**Requirements:**
Can you give back only the lines from the one with "Task: point out the ocean" to the one with "[[486, 371]]", replacing "brown eye" with "hazel eye" and leaving everything else unchanged?

**Exercise materials:**
Start

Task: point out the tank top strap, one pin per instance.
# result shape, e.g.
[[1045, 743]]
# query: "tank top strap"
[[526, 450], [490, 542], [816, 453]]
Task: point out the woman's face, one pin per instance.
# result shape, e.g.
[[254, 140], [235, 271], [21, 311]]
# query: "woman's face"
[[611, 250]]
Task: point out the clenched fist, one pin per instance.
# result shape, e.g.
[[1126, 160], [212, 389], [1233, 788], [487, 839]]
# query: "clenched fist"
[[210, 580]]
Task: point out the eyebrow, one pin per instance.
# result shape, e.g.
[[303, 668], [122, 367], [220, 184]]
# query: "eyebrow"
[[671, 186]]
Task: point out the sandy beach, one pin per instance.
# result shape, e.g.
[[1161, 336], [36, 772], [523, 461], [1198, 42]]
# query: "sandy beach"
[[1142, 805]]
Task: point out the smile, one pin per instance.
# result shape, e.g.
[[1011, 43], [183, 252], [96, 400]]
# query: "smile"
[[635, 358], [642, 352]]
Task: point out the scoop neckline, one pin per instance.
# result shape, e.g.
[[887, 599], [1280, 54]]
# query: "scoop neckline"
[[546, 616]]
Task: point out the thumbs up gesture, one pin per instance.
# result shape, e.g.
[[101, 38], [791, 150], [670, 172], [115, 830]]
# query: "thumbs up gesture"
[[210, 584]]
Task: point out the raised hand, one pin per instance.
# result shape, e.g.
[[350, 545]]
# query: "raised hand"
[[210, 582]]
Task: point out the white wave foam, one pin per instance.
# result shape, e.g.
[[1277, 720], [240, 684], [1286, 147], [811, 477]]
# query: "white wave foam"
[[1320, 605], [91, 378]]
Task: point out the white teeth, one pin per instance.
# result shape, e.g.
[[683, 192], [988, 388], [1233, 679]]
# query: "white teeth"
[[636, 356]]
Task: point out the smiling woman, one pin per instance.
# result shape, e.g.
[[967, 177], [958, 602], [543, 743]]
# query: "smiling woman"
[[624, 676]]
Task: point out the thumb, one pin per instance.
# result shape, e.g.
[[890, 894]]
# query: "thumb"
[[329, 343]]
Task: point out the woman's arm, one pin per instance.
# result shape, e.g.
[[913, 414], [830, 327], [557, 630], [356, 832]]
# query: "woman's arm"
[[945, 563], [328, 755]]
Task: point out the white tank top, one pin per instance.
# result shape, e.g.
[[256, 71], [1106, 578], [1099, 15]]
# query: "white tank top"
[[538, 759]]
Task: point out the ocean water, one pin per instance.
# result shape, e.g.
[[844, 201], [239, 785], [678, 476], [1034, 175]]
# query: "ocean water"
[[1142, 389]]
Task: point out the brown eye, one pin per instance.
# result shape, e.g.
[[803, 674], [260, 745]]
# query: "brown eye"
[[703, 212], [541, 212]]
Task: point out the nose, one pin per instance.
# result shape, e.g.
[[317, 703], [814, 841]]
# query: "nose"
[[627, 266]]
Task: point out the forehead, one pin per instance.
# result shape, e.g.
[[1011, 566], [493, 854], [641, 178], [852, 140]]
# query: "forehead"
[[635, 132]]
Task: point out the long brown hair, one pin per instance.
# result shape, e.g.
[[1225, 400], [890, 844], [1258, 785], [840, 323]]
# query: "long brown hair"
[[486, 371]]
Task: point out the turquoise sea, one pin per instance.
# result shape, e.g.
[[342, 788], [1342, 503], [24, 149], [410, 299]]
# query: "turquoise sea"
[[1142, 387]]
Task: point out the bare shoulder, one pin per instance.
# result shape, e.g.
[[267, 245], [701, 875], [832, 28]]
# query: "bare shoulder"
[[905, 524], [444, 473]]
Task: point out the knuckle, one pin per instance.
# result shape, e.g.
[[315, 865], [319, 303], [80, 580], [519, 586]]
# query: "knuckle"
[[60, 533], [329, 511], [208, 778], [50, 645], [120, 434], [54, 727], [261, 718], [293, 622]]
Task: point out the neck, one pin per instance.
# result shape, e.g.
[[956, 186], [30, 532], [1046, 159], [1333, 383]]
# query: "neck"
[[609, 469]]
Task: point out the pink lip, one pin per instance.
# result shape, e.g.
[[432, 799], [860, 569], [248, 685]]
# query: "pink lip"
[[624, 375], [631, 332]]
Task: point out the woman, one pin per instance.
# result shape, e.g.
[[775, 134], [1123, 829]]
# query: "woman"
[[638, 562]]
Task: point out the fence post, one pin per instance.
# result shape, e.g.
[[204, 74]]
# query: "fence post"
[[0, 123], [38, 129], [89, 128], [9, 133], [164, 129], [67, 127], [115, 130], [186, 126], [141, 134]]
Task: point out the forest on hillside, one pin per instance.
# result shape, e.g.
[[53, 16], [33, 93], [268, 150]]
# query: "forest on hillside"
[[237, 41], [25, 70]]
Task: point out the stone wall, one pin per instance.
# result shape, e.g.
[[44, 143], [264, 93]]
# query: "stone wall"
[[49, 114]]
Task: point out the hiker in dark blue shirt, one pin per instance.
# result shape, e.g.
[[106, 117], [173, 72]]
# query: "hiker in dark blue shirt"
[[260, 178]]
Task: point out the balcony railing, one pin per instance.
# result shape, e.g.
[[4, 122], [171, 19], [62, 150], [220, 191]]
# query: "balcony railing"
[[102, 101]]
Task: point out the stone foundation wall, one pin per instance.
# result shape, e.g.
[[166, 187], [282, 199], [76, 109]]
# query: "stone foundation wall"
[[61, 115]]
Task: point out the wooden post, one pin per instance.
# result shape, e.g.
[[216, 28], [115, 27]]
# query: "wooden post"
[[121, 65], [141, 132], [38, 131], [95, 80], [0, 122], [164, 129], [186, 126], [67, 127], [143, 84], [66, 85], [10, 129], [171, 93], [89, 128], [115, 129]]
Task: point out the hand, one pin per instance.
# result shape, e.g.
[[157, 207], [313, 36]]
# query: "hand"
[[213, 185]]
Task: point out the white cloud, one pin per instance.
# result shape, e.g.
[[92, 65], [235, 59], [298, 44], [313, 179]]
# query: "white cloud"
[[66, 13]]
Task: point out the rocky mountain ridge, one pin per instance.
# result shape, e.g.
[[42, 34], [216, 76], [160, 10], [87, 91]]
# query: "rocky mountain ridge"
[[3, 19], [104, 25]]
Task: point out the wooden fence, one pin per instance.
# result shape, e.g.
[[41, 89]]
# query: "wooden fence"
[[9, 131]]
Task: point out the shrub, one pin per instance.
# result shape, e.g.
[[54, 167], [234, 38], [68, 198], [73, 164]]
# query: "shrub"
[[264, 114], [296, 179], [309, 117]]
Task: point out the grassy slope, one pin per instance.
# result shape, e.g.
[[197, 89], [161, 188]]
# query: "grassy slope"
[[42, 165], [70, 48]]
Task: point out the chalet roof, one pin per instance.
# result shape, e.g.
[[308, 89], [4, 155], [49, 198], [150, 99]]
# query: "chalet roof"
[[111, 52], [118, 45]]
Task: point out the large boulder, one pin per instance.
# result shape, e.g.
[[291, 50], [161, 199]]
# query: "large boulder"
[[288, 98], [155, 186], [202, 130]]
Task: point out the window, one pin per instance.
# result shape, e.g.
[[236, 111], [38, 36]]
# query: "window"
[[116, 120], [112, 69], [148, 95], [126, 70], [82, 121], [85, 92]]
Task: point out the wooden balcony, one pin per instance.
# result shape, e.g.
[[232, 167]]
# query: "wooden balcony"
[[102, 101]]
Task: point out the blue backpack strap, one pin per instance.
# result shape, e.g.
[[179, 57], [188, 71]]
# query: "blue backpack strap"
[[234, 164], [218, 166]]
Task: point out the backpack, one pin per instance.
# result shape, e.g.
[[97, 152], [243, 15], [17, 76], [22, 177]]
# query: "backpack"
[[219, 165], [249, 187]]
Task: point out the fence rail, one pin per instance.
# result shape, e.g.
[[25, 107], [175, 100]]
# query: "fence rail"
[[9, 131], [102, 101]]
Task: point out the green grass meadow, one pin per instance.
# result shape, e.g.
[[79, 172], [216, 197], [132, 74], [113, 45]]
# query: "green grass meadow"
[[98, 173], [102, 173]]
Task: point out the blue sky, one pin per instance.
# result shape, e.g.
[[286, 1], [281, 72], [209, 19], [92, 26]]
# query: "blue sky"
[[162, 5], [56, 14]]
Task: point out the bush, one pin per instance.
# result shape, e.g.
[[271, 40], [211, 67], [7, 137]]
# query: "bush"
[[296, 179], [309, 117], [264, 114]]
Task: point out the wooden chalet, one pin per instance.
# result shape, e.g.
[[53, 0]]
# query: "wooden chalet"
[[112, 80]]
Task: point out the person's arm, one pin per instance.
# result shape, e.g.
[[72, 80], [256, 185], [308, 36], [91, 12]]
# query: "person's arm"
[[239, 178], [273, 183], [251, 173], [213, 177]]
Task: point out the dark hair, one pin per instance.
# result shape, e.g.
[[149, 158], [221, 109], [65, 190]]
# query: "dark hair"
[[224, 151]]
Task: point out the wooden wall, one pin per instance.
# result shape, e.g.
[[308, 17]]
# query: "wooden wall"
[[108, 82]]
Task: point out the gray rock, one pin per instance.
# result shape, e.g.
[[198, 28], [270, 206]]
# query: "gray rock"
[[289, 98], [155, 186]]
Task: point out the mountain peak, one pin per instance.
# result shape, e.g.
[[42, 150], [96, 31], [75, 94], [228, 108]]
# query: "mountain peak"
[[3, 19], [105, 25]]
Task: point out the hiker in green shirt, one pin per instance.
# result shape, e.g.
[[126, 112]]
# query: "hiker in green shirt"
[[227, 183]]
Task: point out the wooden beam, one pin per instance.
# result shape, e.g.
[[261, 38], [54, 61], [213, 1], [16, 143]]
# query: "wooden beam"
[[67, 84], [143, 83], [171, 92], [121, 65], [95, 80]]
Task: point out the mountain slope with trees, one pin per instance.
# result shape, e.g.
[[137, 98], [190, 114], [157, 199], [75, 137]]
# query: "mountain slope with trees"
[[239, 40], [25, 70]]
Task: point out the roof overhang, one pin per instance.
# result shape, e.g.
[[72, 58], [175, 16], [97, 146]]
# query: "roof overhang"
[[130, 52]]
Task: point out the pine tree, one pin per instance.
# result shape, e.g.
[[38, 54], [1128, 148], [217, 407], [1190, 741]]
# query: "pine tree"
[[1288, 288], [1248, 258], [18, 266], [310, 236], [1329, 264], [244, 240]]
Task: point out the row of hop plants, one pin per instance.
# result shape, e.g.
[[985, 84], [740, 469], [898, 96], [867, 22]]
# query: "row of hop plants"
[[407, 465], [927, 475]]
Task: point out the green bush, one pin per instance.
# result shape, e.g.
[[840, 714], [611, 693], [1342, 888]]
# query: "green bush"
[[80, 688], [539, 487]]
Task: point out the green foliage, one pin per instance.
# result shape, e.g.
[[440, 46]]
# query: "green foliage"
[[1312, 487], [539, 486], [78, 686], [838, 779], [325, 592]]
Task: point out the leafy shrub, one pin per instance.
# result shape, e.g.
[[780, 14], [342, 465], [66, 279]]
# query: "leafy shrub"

End

**Task solution:**
Task: point out the ocean water, one pin per instance.
# result shape, e.g.
[[844, 201], [239, 785], [678, 476], [1034, 175]]
# query: "ocean water"
[[1142, 389]]
Task: point out the hazel eye, one pin per instance.
# result shape, e.g.
[[803, 674], [260, 745]]
# query: "hazel eye"
[[703, 212], [541, 212]]
Task: point out the nose, one pin per instance.
# result shape, e.g.
[[317, 703], [814, 841]]
# query: "nose"
[[627, 266]]
Task: point out the forehead, one pin per instance.
# result shape, e.g.
[[1011, 566], [493, 854], [641, 178], [852, 140]]
# query: "forehead"
[[635, 132]]
Task: point out the long brown hair, one pin per instance.
# result shape, e.g.
[[1225, 400], [890, 844], [1258, 785], [840, 323]]
# query: "long brown hair"
[[486, 371]]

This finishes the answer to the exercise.